§ PROMPT
Convert the lines below into a JSON list of strings, with one string per line and blank lines omitted. Leave the pictures out of the result.

§ PROVIDED DATA
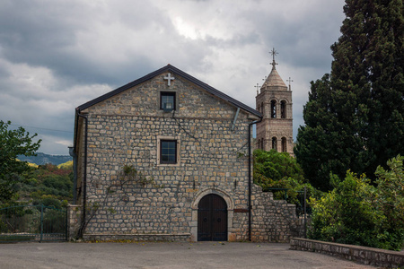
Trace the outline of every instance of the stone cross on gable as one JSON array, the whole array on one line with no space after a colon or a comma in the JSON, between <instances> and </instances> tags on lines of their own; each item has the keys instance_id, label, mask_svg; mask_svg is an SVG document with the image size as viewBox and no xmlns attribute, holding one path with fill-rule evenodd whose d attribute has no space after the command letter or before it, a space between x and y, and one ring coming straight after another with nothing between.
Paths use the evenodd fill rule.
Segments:
<instances>
[{"instance_id":1,"label":"stone cross on gable","mask_svg":"<svg viewBox=\"0 0 404 269\"><path fill-rule=\"evenodd\" d=\"M169 73L169 74L167 76L164 76L164 80L168 81L168 85L171 86L171 81L173 81L175 79L175 77L171 76L171 74Z\"/></svg>"},{"instance_id":2,"label":"stone cross on gable","mask_svg":"<svg viewBox=\"0 0 404 269\"><path fill-rule=\"evenodd\" d=\"M256 89L257 89L257 95L259 95L259 83L257 83L257 86L254 86Z\"/></svg>"}]
</instances>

§ RESULT OF THE EXERCISE
[
  "Trace the outline of every instance of the stone cross on gable as one JSON array, the whole array on one line with no space after a colon or a comma in the JSON, between <instances> and </instances> tags on lines of their own; each item has the keys instance_id, label, mask_svg; mask_svg is an SVG document with the image size as viewBox and no xmlns attribute, holding one path with fill-rule evenodd whose d attribute has no space after the command letter or before it, a space between x and y, and one ring coming straight after another with nothing between.",
  "Paths use the evenodd fill rule.",
  "Segments:",
  "<instances>",
  "[{\"instance_id\":1,\"label\":\"stone cross on gable\",\"mask_svg\":\"<svg viewBox=\\\"0 0 404 269\\\"><path fill-rule=\\\"evenodd\\\" d=\\\"M169 73L169 74L167 76L164 76L164 80L168 81L168 85L171 86L171 81L173 81L175 79L175 77L171 76L171 74Z\\\"/></svg>\"},{\"instance_id\":2,\"label\":\"stone cross on gable\",\"mask_svg\":\"<svg viewBox=\\\"0 0 404 269\\\"><path fill-rule=\\\"evenodd\\\" d=\\\"M256 89L257 89L257 95L259 95L259 83L257 83L257 86L254 86Z\\\"/></svg>\"}]",
  "</instances>"
]